What you should do: Return an exact copy of the lines from the one holding "is man's right" to the end of the data, including both the starting and final lines. Leave the pictures out.

Data extract:
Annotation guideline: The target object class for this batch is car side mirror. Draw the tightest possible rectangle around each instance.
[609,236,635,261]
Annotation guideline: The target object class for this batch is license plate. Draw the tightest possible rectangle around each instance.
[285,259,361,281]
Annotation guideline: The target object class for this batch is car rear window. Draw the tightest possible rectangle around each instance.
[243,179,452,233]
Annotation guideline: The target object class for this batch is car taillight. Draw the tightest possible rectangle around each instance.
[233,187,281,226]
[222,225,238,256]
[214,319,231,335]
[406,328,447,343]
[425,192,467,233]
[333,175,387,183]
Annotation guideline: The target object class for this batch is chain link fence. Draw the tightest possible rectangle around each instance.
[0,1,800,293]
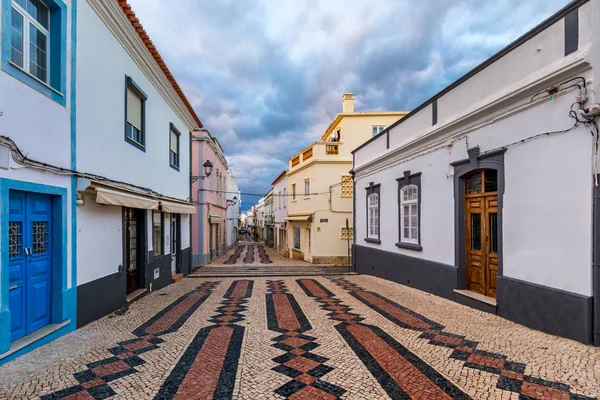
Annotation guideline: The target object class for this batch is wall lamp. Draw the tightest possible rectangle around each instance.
[192,160,213,183]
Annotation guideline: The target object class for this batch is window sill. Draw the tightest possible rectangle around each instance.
[8,61,65,97]
[396,242,423,251]
[125,136,146,153]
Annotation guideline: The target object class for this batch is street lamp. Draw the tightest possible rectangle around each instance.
[192,160,213,183]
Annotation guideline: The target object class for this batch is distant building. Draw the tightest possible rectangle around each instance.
[286,93,406,264]
[353,1,600,345]
[225,169,242,249]
[192,129,228,264]
[272,170,288,257]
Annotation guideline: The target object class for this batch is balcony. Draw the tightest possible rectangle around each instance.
[289,142,352,171]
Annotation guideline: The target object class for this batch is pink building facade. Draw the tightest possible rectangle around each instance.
[192,129,227,264]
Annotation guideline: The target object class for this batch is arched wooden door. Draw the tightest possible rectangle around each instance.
[464,169,498,298]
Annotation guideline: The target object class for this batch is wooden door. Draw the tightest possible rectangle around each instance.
[465,170,499,298]
[125,208,140,294]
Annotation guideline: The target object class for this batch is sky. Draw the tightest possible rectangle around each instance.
[129,0,569,210]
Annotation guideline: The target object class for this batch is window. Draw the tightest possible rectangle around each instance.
[169,124,181,171]
[1,0,67,106]
[294,227,300,250]
[369,193,379,239]
[152,210,162,256]
[400,185,419,243]
[125,77,147,151]
[365,182,381,244]
[373,126,385,136]
[340,175,353,197]
[396,171,422,250]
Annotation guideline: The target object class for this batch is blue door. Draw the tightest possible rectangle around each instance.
[8,190,52,341]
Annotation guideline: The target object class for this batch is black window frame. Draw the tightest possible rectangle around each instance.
[124,75,148,152]
[151,210,165,257]
[169,122,181,171]
[365,182,381,244]
[396,171,423,251]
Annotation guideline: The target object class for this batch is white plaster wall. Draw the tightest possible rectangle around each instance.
[77,195,123,285]
[0,0,72,288]
[355,92,592,295]
[77,1,193,199]
[273,176,288,222]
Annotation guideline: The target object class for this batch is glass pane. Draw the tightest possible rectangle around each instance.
[471,214,481,250]
[465,171,481,194]
[29,25,48,82]
[10,9,23,68]
[27,0,49,29]
[8,222,23,258]
[31,221,48,254]
[484,169,498,193]
[490,213,498,253]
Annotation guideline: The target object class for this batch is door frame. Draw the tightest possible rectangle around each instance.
[0,178,71,354]
[451,147,506,289]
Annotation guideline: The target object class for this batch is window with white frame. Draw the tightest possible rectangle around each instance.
[396,171,422,250]
[169,124,181,171]
[367,193,379,239]
[10,0,50,83]
[400,185,419,244]
[125,77,147,150]
[373,125,385,136]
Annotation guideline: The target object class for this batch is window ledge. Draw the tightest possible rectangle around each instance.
[396,242,423,251]
[8,60,65,97]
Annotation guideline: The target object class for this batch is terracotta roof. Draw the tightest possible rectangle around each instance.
[118,0,202,128]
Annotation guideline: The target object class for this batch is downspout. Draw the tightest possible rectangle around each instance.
[592,174,600,346]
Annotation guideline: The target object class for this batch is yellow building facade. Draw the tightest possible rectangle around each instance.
[286,93,406,264]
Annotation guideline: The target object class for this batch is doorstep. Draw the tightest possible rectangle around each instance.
[454,289,498,314]
[125,288,146,303]
[0,319,71,360]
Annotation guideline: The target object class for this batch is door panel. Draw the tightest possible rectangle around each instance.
[465,197,485,294]
[8,191,52,341]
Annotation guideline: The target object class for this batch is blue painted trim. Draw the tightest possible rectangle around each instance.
[0,178,76,364]
[70,0,77,290]
[0,0,67,107]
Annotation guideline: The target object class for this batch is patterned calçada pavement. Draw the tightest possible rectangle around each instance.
[0,276,600,400]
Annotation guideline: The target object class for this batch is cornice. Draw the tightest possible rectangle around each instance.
[86,0,199,131]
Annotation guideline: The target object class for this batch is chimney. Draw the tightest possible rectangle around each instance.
[342,93,354,113]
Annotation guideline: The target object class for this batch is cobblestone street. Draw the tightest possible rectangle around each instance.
[0,264,600,400]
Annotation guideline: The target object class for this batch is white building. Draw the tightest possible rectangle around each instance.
[272,170,288,257]
[76,0,202,326]
[0,0,77,364]
[225,169,242,249]
[353,0,600,344]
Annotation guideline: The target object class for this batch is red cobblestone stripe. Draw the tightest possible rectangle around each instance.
[265,280,346,400]
[41,282,219,400]
[155,280,254,400]
[296,279,470,400]
[331,278,591,400]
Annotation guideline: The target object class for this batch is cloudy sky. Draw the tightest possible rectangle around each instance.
[129,0,569,210]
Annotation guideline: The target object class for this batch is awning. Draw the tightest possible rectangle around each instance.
[160,200,196,214]
[285,214,312,221]
[96,187,158,210]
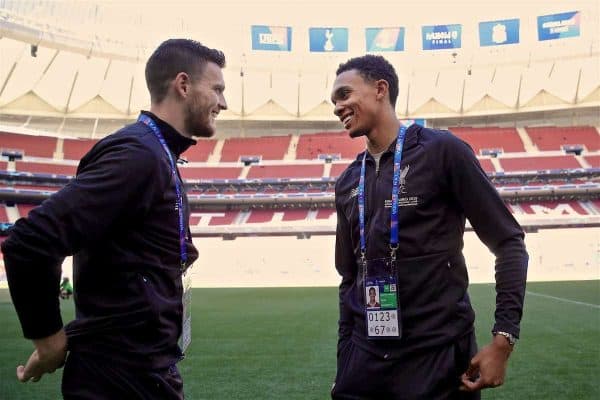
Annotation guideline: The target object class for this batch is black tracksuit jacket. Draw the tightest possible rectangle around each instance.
[2,113,198,368]
[335,125,528,359]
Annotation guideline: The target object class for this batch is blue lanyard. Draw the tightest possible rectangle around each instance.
[138,114,187,270]
[358,125,406,262]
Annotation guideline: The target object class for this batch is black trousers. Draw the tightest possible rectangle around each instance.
[62,352,183,400]
[331,334,481,400]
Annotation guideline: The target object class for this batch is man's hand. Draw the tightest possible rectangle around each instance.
[460,335,512,392]
[17,329,67,382]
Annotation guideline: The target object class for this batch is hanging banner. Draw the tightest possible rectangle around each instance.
[252,25,292,51]
[479,19,519,46]
[422,24,462,50]
[538,11,581,40]
[365,27,404,51]
[308,28,348,53]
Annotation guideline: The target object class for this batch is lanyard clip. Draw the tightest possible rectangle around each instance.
[360,249,367,267]
[390,243,398,262]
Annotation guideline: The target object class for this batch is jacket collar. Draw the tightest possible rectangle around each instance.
[142,111,196,158]
[356,124,421,161]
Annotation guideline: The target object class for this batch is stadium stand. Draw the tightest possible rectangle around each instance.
[0,203,8,222]
[519,201,589,215]
[246,210,275,224]
[315,208,335,219]
[183,139,217,162]
[248,164,323,179]
[63,139,98,160]
[179,166,242,179]
[296,132,365,160]
[15,161,77,176]
[221,135,292,162]
[498,155,583,172]
[0,132,57,158]
[17,204,38,218]
[583,154,600,168]
[525,126,600,151]
[478,158,496,173]
[329,163,350,178]
[449,127,525,154]
[282,208,308,221]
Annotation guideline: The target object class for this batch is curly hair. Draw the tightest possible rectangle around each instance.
[335,54,399,107]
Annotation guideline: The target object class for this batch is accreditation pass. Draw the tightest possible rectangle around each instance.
[178,268,192,353]
[365,276,402,339]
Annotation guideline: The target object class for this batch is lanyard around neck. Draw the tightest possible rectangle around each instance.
[138,114,187,270]
[358,125,406,261]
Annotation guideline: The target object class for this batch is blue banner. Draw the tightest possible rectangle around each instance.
[400,118,425,128]
[479,19,519,46]
[252,25,292,51]
[308,28,348,53]
[538,11,581,40]
[365,27,404,51]
[422,24,462,50]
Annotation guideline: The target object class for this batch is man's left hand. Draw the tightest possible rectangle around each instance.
[460,335,512,392]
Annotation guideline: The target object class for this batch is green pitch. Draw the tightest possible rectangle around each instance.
[0,281,600,400]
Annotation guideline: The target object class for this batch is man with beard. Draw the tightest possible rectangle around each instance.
[2,39,227,400]
[332,55,528,400]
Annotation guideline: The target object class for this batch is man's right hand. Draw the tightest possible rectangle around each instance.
[17,329,67,382]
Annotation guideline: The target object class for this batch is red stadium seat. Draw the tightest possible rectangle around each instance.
[525,126,600,151]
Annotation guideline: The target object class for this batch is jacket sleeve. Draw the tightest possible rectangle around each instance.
[335,180,357,351]
[2,139,158,339]
[444,135,528,337]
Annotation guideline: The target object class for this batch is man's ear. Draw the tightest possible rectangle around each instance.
[172,72,191,98]
[375,79,390,101]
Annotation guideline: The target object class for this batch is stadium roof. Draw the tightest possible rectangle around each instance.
[0,0,600,133]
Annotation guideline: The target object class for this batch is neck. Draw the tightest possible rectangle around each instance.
[150,100,192,139]
[367,113,400,154]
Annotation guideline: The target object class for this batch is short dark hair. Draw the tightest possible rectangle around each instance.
[146,39,225,103]
[335,54,399,107]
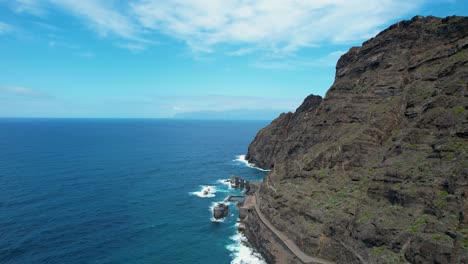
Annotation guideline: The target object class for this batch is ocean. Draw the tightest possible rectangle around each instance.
[0,119,268,264]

Result for this exercise:
Annotation guideline: The target object class for this batch is man's right hand. Draw the tightest possible rectangle around each instance.
[17,329,67,382]
Annotation guideline: The target object class for this batch is red stadium seat. Draw the tightest possible rectangle around each instance.
[525,126,600,151]
Annotation guideline: The target object class for this batch is jacket sleeve. Draw the tightest possible rectangle around each instance.
[335,180,357,351]
[2,139,158,339]
[444,135,528,337]
Annotation guideline: The target object class for this batch is man's ear. Draw the tightest possible rectangle around each instance.
[172,72,191,98]
[375,79,390,101]
Annotation guideline: The target object class for this batch is stadium roof. Draw the tightest possible rectangle around each instance.
[0,0,600,133]
Annotation guideline: The target object class for this batch is neck. Draw the tightest possible rectangle around each instance.
[150,100,192,139]
[367,113,400,154]
Annotation guideline: The target object class for this batch is short dark hair. Draw the tightest possible rectangle around each instance.
[146,39,225,103]
[335,54,399,107]
Annotation guideline: The target object class for this batch is ocean. Draw the tightest possible rectangle around each instance.
[0,119,268,264]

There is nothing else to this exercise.